═════ DATA LINES
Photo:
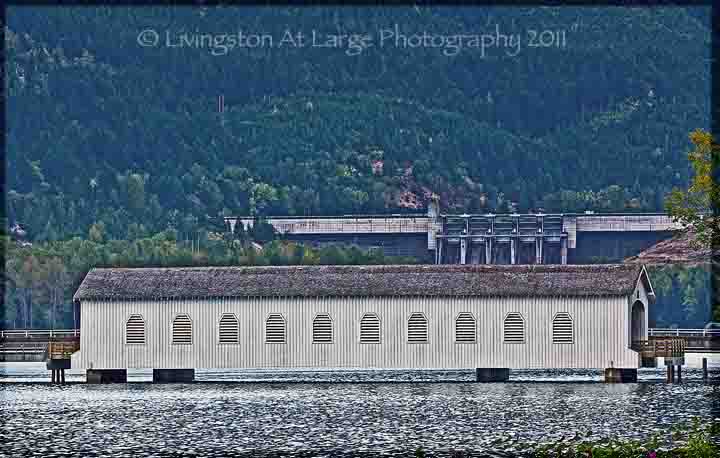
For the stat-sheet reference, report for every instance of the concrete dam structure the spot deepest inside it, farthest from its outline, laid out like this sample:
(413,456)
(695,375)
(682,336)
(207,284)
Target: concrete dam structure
(433,238)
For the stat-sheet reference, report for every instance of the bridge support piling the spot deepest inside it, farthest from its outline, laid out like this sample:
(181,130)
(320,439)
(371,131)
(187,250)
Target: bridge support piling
(492,374)
(106,376)
(620,375)
(173,375)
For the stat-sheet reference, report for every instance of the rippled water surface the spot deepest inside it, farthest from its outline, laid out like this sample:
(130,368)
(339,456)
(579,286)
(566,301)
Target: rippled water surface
(289,413)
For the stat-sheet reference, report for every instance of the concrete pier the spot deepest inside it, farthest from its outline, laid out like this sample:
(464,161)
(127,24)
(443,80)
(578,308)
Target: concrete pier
(674,366)
(492,374)
(57,369)
(106,376)
(173,375)
(620,375)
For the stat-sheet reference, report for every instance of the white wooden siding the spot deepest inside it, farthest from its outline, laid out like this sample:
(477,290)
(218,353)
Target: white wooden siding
(601,333)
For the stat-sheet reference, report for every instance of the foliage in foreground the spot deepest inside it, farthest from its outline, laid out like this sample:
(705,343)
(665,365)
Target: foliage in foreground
(693,440)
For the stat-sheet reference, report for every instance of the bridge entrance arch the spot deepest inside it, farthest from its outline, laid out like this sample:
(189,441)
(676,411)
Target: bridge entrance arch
(638,326)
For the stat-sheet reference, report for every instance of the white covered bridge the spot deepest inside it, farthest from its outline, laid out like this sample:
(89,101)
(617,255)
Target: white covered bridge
(491,318)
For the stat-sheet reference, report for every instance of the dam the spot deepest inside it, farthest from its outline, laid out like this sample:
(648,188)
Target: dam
(501,239)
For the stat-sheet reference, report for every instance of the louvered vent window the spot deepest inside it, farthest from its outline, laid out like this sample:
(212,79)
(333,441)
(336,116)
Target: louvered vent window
(182,330)
(322,329)
(369,328)
(228,328)
(562,328)
(417,328)
(465,328)
(514,328)
(275,328)
(135,330)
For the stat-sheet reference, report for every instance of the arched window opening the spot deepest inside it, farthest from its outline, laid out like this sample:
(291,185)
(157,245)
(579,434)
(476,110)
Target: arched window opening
(514,328)
(638,328)
(322,329)
(370,328)
(182,330)
(417,328)
(465,328)
(563,328)
(228,328)
(275,328)
(135,330)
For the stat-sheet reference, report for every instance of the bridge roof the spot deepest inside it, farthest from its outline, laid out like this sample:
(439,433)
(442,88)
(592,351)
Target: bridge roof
(391,280)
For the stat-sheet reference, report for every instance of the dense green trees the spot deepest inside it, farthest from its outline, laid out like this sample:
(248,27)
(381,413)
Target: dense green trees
(42,278)
(111,146)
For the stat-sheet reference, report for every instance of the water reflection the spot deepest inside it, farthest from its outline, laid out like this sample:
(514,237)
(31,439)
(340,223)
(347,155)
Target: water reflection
(292,418)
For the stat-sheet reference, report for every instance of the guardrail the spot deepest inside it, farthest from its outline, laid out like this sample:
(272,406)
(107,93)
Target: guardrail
(659,347)
(38,333)
(683,332)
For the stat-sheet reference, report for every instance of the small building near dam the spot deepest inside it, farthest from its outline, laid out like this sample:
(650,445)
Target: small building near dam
(488,317)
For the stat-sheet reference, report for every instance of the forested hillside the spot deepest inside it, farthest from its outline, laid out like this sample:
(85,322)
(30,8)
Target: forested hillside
(101,129)
(118,153)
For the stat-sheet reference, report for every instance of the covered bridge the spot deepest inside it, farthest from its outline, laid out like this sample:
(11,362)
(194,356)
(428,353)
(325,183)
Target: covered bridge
(496,318)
══════════
REQUIREMENTS: Give again only the lines of the material above that run from the one with "of the guardrail" through the end, both included, exactly as they appear.

EXERCISE RESULT:
For the stat-sheet reference, report for every instance of the guardrail the spot deepest inside it, farthest from its outline, laid out like this sample:
(272,406)
(107,93)
Target: guardrail
(659,347)
(38,333)
(683,332)
For the stat-sheet reference, report for every instance of the small building near dam the spot deepest inside it, farthest from its outline, laid out like this sample:
(650,445)
Target: small building near dam
(488,317)
For the stat-sheet reference, report for every instance of the forested hillside the spot deepest inside it, farthest from its outline, laid out like this sample:
(85,322)
(30,8)
Target: forested hillside
(101,129)
(118,153)
For the stat-sheet reference, report for every instance of the covered bridge the spot deepest inside it, farthest from its outline, laid out like this sample:
(11,362)
(194,356)
(428,353)
(325,183)
Target: covered bridge
(496,318)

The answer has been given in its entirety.